EXTRAIT CHOISI:
• • • •

Porretta Soul Festival


James Alexander (b), Syl Johnson

Soulsville, Italie, nous voilà. Cette année, je n'aurai qu'un regret : avoir trop tardé pour acheter le t-shirt collector de cette édition anniversaire. Quand je me présente au stand merchandising, il n'y en a plus. Peu importe : je me souviendrai encore longtemps de cette fête à Rufus.

 

vendredi 20

Peut-on faire comme si le phénomène Amy Winehouse n'avait pas existé ? Non, répond le premier festival de musique soul en Europe. Un an presque jour pour jour après la disparition de la sombre chanteuse britannique, son étonnant sosie italien ouvre la soirée du vendredi en compagnie d'un groupe complet. Pourquoi pas. Simplement, ce n'est pas ce qu'on est venu entendre.

 

Avec Robin McKelle & The Flytones, ça se discute. Cet été, la New-Yorkaise tourne beaucoup en Europe. En Italie, on a la chance de l'entendre accompagnée de deux cuivres. Et aussi de la voir en pleine forme. Sa tenue flashy, trop près du corps ? J'entends les critiques : elle en fait trop, sa performance est plus sportive que musicale. La trouverait-on vulgaire ? Ce n'est pas mon cas et jamais je ne m'ennuie en redécouvrant sur scène les bonnes chansons de son album, “Soul Flower”, l'une des bonnes surprises de ces derniers mois. Sa chronique a paru dans notre numéro consacré à Etta James. Ça tombait bien : Tell mama et I'd rather go blind sont ce soir au programme. Mention spéciale pour le deuxième titre, entamé aux claviers par Robin dans une belle émotion crescendo. Je ne vois pas quoi lui reprocher. Si, peut-être d'avoir joué beaucoup plus longtemps que ceux qui allaient lui succéder et qui sont ô combien plus rares dans nos contrées. Mais cette critique ne saurait être que rétrospective.

• • • •

DONNÉES ENREGISTRÉES:
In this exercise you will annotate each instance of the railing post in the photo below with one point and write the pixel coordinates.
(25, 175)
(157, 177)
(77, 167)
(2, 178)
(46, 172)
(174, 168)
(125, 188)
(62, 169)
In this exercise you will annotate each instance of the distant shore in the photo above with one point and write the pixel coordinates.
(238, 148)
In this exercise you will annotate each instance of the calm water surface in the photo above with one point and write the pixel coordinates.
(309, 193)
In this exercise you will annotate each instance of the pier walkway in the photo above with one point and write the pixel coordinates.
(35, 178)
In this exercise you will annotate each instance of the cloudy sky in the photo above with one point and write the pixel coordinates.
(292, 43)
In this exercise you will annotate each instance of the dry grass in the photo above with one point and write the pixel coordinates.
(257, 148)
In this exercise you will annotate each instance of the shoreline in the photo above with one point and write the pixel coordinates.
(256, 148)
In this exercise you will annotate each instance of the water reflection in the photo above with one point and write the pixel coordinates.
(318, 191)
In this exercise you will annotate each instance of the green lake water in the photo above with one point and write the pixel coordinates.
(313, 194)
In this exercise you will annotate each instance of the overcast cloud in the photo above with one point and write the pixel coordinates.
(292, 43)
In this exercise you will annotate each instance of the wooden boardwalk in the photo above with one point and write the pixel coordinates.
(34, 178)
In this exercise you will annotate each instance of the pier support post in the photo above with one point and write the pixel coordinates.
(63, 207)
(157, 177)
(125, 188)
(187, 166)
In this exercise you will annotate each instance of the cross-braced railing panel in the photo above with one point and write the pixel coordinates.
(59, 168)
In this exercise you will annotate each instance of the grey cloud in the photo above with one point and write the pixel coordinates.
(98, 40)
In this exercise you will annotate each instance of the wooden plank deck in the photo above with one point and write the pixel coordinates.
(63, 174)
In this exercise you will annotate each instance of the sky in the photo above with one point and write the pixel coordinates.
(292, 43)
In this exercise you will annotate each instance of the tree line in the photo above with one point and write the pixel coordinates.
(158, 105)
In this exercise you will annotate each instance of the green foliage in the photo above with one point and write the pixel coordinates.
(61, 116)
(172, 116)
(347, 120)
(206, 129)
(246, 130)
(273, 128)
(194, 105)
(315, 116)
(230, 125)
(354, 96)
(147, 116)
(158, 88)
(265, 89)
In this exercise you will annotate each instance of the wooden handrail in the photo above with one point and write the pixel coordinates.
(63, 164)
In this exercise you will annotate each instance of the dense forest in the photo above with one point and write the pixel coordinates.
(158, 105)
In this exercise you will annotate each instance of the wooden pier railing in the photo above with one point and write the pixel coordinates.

• • • •

CONSIGNE:
Extrayez du texte sur le Porretta Soul Festival le passage qui va de « Porretta Soul Festival » jusqu'à « fête à Rufus. » inclus, sans y changer un mot.

RÉPONSE ATTENDUE:
Porretta Soul Festival


James Alexander (b), Syl Johnson

Soulsville, Italie, nous voilà. Cette année, je n'aurai qu'un regret : avoir trop tardé pour acheter le t-shirt collector de cette édition anniversaire. Quand je me présente au stand merchandising, il n'y en a plus. Peu importe : je me souviendrai encore longtemps de cette fête à Rufus.